→ Selected passage:
<<<<
Status- Socially defined positions that people occupy like parent, sister, nurse, teacher, president, etc.
Master status- the main social position that is the identifying characteristic of an individual
Master status- the main social position that is the identifying characteristic of an individual
What are the Five Institutions of Sociology?
- Social institutions are established or standardized patterns of rule-governed behavior
1. The Family:
A socially defined set of relationships between at least two people related by birth, marriage, adoption, or, in some definitions, long-standing ties of intimacy. 2. Education:
A formal process in which knowledge, skills, and values are systematically transmitted from one individual or group to another. 3. Religion: A unified system of beliefs and practices pertaining to the supernatural and to norms about the right way to live that is shared by a group of believers. Sociologists treat religion as a social rather than supernatural phenomenon. 4. Economic Institutions:
Sociologists understand the economy as the set of arrangements by which a society produces, distributes, and consumes goods, services, and other resources. 5. Political Institutions:
Institutions that pertain to the governance of a society, its formal distribution of authority, its use of force, and its relationships to other societies and political units. The state, an important political institution in modern societies, is the apparatus of governance over a particular territory. |
What types of social interactions happen in those institutions?
>>>>
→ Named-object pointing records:
<<<<
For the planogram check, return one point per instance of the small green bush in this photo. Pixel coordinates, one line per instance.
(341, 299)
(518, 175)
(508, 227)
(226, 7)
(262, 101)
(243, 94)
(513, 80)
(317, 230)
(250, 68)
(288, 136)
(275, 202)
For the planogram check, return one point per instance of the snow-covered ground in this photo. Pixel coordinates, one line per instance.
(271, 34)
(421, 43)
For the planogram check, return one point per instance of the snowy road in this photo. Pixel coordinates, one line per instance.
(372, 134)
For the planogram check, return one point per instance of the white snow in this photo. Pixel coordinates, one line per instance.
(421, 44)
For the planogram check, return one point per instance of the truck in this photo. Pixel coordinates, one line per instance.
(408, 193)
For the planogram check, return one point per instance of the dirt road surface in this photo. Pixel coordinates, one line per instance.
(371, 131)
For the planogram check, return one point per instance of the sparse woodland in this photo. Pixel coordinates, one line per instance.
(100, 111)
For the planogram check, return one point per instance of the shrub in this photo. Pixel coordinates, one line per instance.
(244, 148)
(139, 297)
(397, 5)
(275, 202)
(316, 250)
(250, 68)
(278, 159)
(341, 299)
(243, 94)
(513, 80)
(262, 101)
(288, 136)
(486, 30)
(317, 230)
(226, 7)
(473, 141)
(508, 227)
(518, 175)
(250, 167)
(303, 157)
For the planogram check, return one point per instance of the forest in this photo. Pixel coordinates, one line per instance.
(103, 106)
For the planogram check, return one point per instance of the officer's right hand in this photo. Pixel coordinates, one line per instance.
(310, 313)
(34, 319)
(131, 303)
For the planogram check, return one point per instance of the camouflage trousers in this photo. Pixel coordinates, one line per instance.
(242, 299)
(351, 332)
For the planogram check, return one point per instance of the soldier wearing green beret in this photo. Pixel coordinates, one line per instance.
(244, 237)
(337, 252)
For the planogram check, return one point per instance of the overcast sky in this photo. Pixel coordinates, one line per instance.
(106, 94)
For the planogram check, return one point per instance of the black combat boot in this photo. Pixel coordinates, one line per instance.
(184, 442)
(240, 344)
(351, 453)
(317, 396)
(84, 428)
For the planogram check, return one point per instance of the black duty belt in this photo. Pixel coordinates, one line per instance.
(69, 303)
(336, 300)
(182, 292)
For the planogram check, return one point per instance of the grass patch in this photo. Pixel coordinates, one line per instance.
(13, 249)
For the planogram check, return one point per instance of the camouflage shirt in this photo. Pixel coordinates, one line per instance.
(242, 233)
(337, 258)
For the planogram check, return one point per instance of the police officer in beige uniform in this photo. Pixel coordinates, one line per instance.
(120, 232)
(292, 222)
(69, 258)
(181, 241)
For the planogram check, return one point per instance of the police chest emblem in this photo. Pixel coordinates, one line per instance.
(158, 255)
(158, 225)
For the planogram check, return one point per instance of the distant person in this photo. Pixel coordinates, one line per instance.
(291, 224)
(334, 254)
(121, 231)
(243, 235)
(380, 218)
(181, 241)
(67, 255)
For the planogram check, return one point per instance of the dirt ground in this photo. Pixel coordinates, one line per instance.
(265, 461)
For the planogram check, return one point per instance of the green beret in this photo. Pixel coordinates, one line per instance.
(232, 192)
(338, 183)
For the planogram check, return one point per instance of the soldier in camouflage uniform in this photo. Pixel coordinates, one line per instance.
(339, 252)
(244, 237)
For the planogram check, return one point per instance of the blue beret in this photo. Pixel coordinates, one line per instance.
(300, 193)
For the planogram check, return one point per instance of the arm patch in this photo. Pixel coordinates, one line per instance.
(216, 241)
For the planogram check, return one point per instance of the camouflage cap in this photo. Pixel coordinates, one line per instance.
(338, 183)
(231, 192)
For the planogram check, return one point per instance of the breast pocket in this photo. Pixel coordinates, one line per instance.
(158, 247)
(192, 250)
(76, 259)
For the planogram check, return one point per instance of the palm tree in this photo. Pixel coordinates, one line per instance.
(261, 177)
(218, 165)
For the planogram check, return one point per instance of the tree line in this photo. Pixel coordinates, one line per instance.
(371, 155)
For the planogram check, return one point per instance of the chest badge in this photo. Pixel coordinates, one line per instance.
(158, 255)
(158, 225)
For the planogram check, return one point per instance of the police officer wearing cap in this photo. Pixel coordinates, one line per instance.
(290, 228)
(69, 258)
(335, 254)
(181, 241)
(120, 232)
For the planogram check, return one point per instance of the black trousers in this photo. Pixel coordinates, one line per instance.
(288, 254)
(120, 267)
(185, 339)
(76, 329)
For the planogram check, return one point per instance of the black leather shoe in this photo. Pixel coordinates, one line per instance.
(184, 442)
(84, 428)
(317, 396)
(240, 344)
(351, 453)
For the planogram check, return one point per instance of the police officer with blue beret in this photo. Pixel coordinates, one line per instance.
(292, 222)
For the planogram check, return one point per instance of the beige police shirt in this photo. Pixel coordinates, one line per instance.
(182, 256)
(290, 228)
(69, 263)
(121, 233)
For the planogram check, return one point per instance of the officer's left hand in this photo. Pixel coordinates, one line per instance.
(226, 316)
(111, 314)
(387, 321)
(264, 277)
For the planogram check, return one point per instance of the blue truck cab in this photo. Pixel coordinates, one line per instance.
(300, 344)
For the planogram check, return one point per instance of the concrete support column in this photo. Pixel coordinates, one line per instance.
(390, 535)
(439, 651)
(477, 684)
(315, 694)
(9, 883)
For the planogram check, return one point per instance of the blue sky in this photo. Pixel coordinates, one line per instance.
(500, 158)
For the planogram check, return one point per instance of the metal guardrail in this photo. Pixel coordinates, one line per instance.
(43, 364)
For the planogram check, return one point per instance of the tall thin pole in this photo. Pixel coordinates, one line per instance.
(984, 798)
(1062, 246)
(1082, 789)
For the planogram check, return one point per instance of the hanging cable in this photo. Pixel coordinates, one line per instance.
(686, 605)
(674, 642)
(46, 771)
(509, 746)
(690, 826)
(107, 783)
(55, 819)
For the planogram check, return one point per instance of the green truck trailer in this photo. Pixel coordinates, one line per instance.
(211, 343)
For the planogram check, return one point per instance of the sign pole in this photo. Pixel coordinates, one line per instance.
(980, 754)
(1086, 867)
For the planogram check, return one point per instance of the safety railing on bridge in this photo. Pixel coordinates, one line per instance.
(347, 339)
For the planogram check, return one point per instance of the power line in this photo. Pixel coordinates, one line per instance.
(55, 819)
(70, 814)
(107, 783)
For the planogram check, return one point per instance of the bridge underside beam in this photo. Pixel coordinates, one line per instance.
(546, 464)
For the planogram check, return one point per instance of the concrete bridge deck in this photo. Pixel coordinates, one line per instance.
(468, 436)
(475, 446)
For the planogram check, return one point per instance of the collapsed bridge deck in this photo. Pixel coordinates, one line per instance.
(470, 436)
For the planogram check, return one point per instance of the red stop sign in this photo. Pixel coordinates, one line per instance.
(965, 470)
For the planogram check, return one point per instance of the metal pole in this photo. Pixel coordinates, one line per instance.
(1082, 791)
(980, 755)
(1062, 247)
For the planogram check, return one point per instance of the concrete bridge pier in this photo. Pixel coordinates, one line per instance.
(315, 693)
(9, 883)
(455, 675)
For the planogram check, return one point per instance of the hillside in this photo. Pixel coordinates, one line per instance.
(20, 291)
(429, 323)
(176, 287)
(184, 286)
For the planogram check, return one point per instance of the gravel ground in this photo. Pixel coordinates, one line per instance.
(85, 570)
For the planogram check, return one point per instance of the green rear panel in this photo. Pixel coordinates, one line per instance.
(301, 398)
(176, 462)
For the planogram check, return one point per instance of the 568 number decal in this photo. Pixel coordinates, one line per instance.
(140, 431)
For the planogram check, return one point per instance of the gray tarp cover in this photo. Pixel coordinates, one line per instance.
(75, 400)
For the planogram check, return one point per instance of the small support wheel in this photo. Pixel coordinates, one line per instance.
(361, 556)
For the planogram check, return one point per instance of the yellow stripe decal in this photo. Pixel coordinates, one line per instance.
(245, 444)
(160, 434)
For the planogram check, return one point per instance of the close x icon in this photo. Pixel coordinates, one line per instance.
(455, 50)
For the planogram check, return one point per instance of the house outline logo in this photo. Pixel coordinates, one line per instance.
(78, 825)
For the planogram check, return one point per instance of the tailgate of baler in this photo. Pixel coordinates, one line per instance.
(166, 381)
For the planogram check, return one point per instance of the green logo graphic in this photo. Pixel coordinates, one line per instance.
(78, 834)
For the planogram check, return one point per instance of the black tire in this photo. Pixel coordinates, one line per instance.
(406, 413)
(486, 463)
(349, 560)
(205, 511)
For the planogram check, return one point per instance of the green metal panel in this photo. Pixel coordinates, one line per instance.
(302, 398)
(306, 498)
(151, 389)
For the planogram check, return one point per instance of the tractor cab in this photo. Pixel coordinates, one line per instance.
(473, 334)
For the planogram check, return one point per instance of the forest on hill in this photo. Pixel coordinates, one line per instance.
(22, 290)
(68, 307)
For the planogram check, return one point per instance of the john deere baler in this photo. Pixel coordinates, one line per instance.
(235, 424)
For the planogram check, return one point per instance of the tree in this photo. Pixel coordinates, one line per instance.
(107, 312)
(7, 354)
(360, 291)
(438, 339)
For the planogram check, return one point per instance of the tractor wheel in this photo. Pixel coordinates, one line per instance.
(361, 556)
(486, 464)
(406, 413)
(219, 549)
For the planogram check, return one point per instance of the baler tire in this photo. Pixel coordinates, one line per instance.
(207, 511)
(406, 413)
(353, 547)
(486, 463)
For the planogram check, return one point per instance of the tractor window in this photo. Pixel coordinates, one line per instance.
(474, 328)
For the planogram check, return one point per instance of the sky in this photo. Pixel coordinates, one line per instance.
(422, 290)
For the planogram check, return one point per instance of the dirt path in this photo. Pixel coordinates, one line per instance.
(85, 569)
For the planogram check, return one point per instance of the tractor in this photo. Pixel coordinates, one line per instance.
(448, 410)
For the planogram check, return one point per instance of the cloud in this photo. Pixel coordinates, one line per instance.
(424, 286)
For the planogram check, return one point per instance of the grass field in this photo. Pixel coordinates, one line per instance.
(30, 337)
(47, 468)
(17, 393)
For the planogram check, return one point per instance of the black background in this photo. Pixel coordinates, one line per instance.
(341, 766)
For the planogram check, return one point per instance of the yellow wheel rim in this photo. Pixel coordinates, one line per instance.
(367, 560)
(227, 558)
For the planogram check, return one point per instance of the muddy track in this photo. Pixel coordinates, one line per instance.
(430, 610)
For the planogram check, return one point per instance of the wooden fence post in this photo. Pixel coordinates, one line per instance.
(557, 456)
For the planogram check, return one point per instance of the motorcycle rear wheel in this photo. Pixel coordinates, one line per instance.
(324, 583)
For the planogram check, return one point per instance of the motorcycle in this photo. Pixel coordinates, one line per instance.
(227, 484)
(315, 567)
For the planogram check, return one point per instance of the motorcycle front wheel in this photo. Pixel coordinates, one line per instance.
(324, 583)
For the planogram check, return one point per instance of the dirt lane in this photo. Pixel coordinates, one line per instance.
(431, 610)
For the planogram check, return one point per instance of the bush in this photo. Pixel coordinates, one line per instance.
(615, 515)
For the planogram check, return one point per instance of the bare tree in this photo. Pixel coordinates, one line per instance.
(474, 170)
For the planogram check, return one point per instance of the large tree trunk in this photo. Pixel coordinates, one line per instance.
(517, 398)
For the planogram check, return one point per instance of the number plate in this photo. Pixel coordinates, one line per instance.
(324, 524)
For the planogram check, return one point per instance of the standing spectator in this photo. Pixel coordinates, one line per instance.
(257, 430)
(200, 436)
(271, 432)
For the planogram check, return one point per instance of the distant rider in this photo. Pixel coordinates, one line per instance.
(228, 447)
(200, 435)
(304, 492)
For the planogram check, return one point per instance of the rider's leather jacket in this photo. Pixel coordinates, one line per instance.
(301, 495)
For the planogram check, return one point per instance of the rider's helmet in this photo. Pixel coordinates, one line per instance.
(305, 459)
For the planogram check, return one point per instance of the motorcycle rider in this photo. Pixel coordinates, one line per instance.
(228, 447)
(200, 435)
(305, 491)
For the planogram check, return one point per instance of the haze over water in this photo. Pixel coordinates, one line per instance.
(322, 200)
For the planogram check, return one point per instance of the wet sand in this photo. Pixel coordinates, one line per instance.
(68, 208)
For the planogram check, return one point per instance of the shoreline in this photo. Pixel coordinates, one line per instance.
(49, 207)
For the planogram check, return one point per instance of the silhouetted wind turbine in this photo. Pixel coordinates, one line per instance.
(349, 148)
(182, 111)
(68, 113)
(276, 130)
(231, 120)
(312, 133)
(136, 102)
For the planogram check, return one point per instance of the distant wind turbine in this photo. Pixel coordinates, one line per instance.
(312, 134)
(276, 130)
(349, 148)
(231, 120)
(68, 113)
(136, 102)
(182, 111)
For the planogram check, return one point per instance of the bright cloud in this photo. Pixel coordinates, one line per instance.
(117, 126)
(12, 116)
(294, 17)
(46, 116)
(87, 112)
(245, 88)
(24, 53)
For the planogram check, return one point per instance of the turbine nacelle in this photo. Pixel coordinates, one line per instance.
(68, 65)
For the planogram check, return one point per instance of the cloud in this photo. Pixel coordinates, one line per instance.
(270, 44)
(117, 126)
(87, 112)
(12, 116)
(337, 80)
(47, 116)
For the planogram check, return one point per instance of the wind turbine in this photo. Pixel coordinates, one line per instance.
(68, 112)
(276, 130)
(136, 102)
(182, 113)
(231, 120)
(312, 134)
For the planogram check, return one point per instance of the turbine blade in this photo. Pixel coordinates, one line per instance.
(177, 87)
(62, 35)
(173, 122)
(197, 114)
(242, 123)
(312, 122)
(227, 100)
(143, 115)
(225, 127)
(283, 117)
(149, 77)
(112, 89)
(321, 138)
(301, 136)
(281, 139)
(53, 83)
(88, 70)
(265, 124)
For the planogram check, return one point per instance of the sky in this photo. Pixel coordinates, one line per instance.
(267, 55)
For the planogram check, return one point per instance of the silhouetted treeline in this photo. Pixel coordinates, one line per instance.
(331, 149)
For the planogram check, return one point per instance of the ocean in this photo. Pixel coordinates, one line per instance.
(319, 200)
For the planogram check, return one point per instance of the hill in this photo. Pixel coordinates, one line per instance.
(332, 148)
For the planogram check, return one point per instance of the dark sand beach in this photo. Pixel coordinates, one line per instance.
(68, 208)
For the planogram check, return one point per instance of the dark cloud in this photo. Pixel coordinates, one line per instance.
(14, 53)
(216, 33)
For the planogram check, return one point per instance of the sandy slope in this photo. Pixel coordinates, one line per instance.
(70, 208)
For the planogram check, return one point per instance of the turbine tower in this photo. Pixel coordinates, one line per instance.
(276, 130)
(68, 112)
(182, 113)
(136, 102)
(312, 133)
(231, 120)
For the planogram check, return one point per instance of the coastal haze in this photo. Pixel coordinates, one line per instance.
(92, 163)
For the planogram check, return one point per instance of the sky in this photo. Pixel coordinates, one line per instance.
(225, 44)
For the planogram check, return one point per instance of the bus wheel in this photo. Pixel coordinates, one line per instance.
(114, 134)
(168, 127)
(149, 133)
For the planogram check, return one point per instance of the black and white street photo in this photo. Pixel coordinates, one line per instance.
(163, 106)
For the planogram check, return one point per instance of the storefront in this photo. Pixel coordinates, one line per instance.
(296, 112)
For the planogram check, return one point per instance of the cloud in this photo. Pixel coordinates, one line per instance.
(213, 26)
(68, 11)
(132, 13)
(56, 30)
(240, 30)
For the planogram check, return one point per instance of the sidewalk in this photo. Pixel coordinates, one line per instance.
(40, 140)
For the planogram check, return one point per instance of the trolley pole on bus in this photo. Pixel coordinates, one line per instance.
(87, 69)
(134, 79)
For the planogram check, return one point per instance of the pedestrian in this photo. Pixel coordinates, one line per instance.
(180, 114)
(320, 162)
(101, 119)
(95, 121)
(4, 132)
>>>>
→ To be done:
**a)** List every social institution that the sociology notes number.
**b)** Copy verbatim the part of the sociology notes that begins with the words containing "Status- Socially defined" and ends with "Institutions of Sociology?".
The items come from a separate source and have no connection to the sociology notes.

→ Answers per task:
**a)** The Family; Education; Religion; Economic Institutions; Political Institutions

**b)**
Status- Socially defined positions that people occupy like parent, sister, nurse, teacher, president, etc.
Master status- the main social position that is the identifying characteristic of an individual
Master status- the main social position that is the identifying characteristic of an individual
What are the Five Institutions of Sociology?